### What you are asked to do
Copy out the data exactly as it appears, without a single image.

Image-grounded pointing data
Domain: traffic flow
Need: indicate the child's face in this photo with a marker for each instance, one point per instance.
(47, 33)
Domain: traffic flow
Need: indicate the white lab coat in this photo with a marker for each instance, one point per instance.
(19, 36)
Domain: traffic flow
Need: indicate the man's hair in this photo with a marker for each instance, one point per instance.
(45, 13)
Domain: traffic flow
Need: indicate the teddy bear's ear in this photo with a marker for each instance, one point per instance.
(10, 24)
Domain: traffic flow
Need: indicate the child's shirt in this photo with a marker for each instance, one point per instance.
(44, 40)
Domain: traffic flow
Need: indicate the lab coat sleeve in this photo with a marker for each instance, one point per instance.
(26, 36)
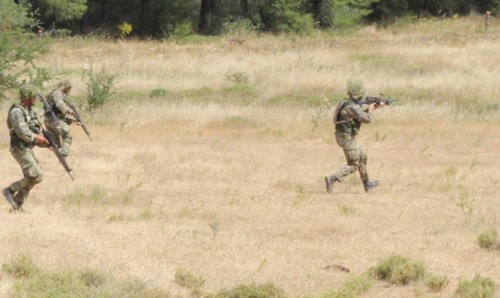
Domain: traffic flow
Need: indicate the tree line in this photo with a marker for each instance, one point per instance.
(166, 18)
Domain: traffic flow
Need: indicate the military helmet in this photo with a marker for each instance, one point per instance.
(27, 91)
(64, 84)
(355, 89)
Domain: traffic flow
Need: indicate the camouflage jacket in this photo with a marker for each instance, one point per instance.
(23, 123)
(57, 102)
(348, 117)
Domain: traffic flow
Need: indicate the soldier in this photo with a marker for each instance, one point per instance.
(59, 127)
(25, 133)
(347, 119)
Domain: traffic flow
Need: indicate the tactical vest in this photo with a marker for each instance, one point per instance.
(343, 121)
(53, 107)
(33, 125)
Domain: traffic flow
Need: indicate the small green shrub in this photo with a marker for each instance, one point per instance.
(99, 87)
(399, 270)
(354, 286)
(21, 266)
(159, 93)
(190, 281)
(488, 239)
(436, 282)
(252, 290)
(95, 195)
(477, 287)
(31, 281)
(125, 29)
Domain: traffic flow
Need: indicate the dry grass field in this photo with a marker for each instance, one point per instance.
(223, 176)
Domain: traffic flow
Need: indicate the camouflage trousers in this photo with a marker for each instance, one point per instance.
(355, 156)
(31, 170)
(61, 132)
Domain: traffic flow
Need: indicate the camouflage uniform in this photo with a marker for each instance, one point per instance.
(59, 127)
(347, 119)
(23, 124)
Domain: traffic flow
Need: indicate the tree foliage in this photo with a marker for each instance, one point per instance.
(19, 47)
(166, 18)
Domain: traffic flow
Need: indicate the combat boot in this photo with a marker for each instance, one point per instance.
(9, 196)
(370, 185)
(329, 180)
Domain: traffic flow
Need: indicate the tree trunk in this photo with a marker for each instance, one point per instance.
(102, 14)
(209, 21)
(144, 17)
(244, 8)
(322, 13)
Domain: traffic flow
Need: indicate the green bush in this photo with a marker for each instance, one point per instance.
(399, 270)
(190, 281)
(488, 239)
(283, 16)
(99, 87)
(21, 267)
(436, 283)
(354, 286)
(477, 287)
(159, 93)
(252, 290)
(31, 281)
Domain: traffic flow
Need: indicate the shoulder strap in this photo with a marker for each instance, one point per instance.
(16, 105)
(344, 103)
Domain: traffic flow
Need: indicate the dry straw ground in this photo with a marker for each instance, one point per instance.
(230, 186)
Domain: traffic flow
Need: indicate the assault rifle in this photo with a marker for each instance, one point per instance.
(78, 118)
(50, 138)
(376, 100)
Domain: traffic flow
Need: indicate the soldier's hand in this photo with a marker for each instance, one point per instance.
(41, 140)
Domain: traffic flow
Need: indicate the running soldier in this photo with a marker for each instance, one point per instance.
(25, 133)
(59, 127)
(347, 118)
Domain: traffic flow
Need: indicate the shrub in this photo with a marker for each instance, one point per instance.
(159, 93)
(252, 290)
(21, 266)
(190, 281)
(488, 239)
(436, 283)
(477, 287)
(399, 270)
(99, 87)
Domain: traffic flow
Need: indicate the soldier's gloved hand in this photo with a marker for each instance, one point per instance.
(41, 140)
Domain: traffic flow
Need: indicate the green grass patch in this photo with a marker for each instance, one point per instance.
(399, 270)
(373, 59)
(488, 240)
(477, 287)
(436, 282)
(21, 267)
(353, 286)
(190, 281)
(252, 290)
(31, 281)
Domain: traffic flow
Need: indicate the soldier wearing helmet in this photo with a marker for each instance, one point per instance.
(347, 118)
(59, 126)
(25, 133)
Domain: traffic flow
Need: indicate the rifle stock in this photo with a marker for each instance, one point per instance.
(376, 100)
(52, 142)
(78, 118)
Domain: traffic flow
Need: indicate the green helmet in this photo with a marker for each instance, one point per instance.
(355, 88)
(27, 91)
(64, 84)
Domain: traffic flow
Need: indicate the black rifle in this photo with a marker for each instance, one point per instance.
(78, 118)
(376, 100)
(50, 138)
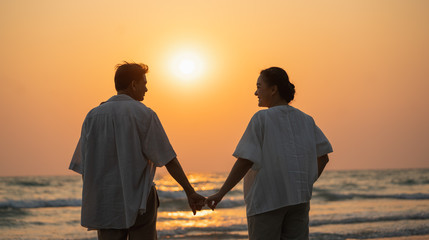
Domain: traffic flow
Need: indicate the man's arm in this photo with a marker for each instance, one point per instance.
(196, 201)
(238, 171)
(321, 163)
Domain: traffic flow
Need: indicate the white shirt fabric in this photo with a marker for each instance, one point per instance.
(121, 144)
(283, 143)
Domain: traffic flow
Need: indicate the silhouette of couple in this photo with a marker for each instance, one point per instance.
(280, 155)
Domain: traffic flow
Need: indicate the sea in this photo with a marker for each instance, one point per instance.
(355, 204)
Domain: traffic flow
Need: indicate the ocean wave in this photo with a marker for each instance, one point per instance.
(329, 196)
(41, 203)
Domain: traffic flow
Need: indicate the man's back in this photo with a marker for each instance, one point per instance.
(122, 142)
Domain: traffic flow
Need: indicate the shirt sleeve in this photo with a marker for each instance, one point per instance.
(250, 145)
(76, 162)
(156, 146)
(323, 146)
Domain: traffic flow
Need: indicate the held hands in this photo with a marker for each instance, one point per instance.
(213, 200)
(196, 202)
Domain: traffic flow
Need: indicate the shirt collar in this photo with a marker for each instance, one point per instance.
(120, 97)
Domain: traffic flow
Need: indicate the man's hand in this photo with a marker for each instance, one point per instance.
(213, 200)
(196, 202)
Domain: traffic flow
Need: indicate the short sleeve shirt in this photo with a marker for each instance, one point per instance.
(283, 143)
(121, 144)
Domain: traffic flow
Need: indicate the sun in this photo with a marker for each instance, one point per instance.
(187, 65)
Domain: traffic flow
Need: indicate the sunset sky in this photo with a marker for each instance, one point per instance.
(360, 67)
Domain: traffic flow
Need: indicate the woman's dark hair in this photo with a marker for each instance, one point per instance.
(278, 76)
(127, 72)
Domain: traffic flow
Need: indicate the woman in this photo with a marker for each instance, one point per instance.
(281, 154)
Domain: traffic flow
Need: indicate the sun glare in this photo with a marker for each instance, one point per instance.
(187, 65)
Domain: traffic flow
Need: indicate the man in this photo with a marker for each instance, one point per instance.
(121, 144)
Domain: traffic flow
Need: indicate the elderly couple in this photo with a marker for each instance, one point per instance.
(280, 155)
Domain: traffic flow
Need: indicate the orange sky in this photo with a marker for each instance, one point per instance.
(360, 69)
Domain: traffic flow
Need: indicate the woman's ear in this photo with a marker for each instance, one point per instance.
(274, 89)
(133, 84)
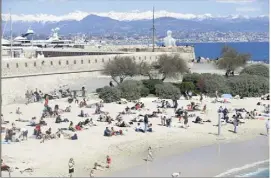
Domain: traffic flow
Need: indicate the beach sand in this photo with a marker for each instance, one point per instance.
(50, 159)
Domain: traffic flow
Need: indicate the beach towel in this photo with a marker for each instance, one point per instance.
(226, 96)
(3, 142)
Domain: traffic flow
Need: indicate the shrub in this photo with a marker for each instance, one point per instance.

### Solved problem
Domain: traffic flow
Need: indicate the child's face in this photo with a marker for each instance, one point per instance.
(47, 33)
Domain: traffic flow
Need: indicate the white lab coat in this photo with a marker for each instance, one point per instance.
(19, 36)
Domain: traffic flow
Need: indicate the man's hair in this photo with a marker for each instance, one point per instance.
(45, 13)
Domain: traffic flow
Need: indicate the teddy bear's ear in this photo with a marker for each instance, one point per instance.
(10, 24)
Domain: traffic flow
Need: indicate the child's shirt in this photo with a marker for each instance, one point per instance.
(44, 40)
Domain: traffic flow
Need: indicate the lab coat sleeve in this photo with a marker for each instance, one point per instance.
(26, 36)
Domain: traffic flow
Need: indicate the tree line in this photo with a marker for each instance, one point per instance.
(166, 18)
Domain: traffic flow
Need: indicate the military helmet in this photo with a marker for each instance, one point per instance.
(27, 91)
(64, 84)
(355, 89)
Domain: traffic flow
Need: indicate the camouflage jacket in this photo with a marker for each instance, one point per instance.
(23, 123)
(57, 102)
(348, 117)
Domain: traffic flow
Need: indicate the soldier in this photo with a marker for each instance, one point per instance.
(59, 127)
(25, 133)
(347, 119)
Domain: traffic flow
Need: indicate the tactical vest in this photo with a marker for each instance, one point per instance.
(343, 121)
(53, 107)
(33, 125)
Domain: traffic flow
Need: indicate the small green shrub in this photo with a marker for each instance, one point per instance.
(99, 87)
(399, 270)
(354, 286)
(21, 266)
(159, 93)
(190, 281)
(488, 239)
(436, 282)
(252, 290)
(95, 195)
(477, 287)
(31, 281)
(125, 29)
Domain: traffic flow
Need: indicate the dry grass field in this photo with a marker for each instance, one point per instance.
(223, 176)
Domain: traffic flow
Need: indicate the camouflage trousers in this photo with a marker for each instance, one point per instance.
(355, 156)
(31, 170)
(61, 132)
Domain: traffic flow
Need: indicate the camouflage uniform in this photo with a marker for each instance, one point per instance.
(59, 127)
(347, 119)
(23, 124)
Domain: traffic flow
Need: indicate the tree foliage in this photo with a marker for each instance, one point per instance.
(19, 47)
(166, 18)
Domain: traffic flow
Need: indicate the combat boot in this photo with a marker for each instance, one point per instance.
(9, 196)
(370, 185)
(329, 180)
Domain: traffic flow
Need: indicate the tree trunk in this photo with a marker for each instance, one point per instance.
(102, 14)
(209, 21)
(144, 17)
(244, 8)
(322, 13)
Domain: traffic flow
Need: indicate the green bush in this photo with a marker for each instance, one point per instance.
(399, 270)
(190, 281)
(488, 239)
(283, 16)
(99, 87)
(21, 267)
(436, 283)
(354, 286)
(477, 287)
(159, 93)
(252, 290)
(31, 281)
Domain: traffic flow
Need: indicate the shoulder strap in this photo with a marker for each instance, one point per instance.
(16, 105)
(344, 103)
Domain: traffic flow
Need: indicate the dry straw ground in this photo with a marker for each instance, one point per instance.
(230, 186)
Domain: traffic flow
Need: indicate the assault rifle in this photo with a marker for each instance, one point per instance.
(78, 118)
(50, 138)
(376, 100)
Domain: traffic flow
Need: indicate the soldier's hand in this photo with a marker for each instance, one point per instance.
(41, 140)
Domain: traffic flow
Need: indicate the running soldier in this photo with a marker for each instance, one point per instance.
(25, 133)
(59, 127)
(347, 118)
Domain: traffic flow
Need: indicate the shrub in this photo with a marker for each instance, one point per instance.
(159, 93)
(252, 290)
(21, 266)
(190, 281)
(488, 239)
(436, 283)
(477, 287)
(399, 270)
(99, 87)
Domain: traffic flow
Need: indicate the soldier's gloved hand in this photo with a marker for each instance, one point per instance.
(41, 140)
Domain: traffic flow
Need: indicate the green grass patch in this photo with a marker for each instance, one point per instance.
(399, 270)
(373, 59)
(488, 240)
(477, 287)
(436, 282)
(21, 267)
(353, 286)
(190, 281)
(252, 290)
(31, 281)
Domain: traffic flow
Need: indicate the soldier wearing helmet in this photo with a marker for each instance, one point per instance.
(347, 118)
(59, 126)
(25, 133)
Domain: traffic flow
Need: indicate the rifle stock in this photo with a marker for each instance, one point per instance.
(376, 100)
(52, 142)
(78, 118)
Domain: traffic flow
Need: indicate the green helmet in this photo with a marker for each instance, one point per instance.
(355, 88)
(27, 91)
(64, 84)
Domain: traffic flow
Need: indicate the black rifle in this photo with a marker for each instance, one point per instance.
(78, 118)
(376, 100)
(50, 138)
Domain: traffic flow
Need: indicate the man's arm in this photo with a marker for each instance, one point per instance.
(196, 201)
(238, 171)
(321, 163)
Domain: traffic flow
Need: indicate the white shirt fabric in this photo with a marker for each instance, one point per instance.
(121, 144)
(283, 143)
Domain: traffic flow
Need: indicate the silhouette of couple in this photo with a marker for each instance, one point per instance.
(280, 155)
Domain: traffic flow
Need: indicate the sea in this photo with a marker for each instance, one point per instance.
(355, 204)
Domain: traffic flow
Need: indicate the ocean wave in this photo with a marker for each instance, one point per instance.
(329, 196)
(41, 203)
Domain: traffic flow
Need: indicate the man's back in this photo with a marker for each instance, one point per instance.
(122, 142)
Domain: traffic flow
Need: indicate the shirt sleeve in this photo with a marker for each instance, one point per instance.
(250, 145)
(76, 162)
(156, 146)
(323, 146)
Domain: traffic flow
Need: indicate the held hands in this photo with a marker for each instance, one point per instance.
(213, 200)
(196, 202)
Domain: traffic flow
Need: indicate the shirt collar in this photo with a marker for each instance, one point per instance.
(120, 97)
Domain: traffic flow
Need: indicate the man's hand in this photo with a marker for each instance, one point per instance.
(213, 200)
(196, 202)
Domain: traffic flow
Need: indicate the short sleeve shirt in this photo with a marker for each instance, one point per instance.
(283, 143)
(121, 144)
Domain: traffic flow
Need: indicate the sun in this photo with a marker for each instance, one point per instance.
(187, 65)
Domain: traffic flow
Need: indicate the sunset sky in this photo with a marker for each instance, one point per instance.
(360, 67)
Domain: traffic flow
Need: indicate the woman's dark hair in this photo with a marker for each instance, one point per instance.
(278, 76)
(127, 72)
Domain: traffic flow
Need: indicate the woman in this photo with a marker for each instance, one point per instance.
(281, 154)
Domain: traffic flow
Need: indicate the sun glare in this photo with a marker for each instance, one point per instance.
(187, 65)
Domain: traffic flow
Need: indicate the man in this photo with a marker for each instance, one point per instance.
(121, 144)
Domain: traffic flow
Need: indicate the elderly couple in this photo with a marker for each instance, one point per instance.
(280, 155)
Domain: traffic flow
Need: indicate the orange sky in this photo with a marker for each instance, one point per instance.
(360, 69)
Domain: traffic flow
Need: indicate the woman's ear in this photo with a marker for each instance, one point per instance.
(274, 89)
(133, 84)
Domain: traffic flow
Need: indicate the beach sand in this photo with a marker for each instance, one point per instance.
(50, 159)
Domain: traffic flow
Need: indicate the beach towel in this photo with a marker for each instance, one point per instance.
(226, 96)
(3, 142)
Domain: traffic flow
Need: indicate the shrub in this photo with a marker for each instance, one point per instance.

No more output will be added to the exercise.